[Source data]
** Start **

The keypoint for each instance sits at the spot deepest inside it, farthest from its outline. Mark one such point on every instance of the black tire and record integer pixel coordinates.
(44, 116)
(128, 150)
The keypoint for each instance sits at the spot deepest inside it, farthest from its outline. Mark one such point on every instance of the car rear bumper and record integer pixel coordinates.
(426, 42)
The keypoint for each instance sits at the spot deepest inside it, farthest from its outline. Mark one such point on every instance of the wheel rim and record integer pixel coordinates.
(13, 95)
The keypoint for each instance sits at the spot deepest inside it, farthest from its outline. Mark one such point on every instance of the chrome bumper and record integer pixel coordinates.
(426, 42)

** End **
** Start **

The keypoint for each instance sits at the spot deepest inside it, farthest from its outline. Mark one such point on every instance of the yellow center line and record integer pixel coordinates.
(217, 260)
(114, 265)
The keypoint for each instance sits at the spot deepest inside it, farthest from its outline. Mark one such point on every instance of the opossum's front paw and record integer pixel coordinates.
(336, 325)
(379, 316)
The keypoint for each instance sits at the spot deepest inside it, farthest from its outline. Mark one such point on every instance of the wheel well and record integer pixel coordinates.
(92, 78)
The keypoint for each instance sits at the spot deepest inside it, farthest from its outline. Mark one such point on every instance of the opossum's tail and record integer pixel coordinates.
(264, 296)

** End **

SET PROBLEM:
Report how many lines in the entries above contain the string "bumper", treating uppercase and lowercase as different. Give only the number.

SOLVED EXERCISE:
2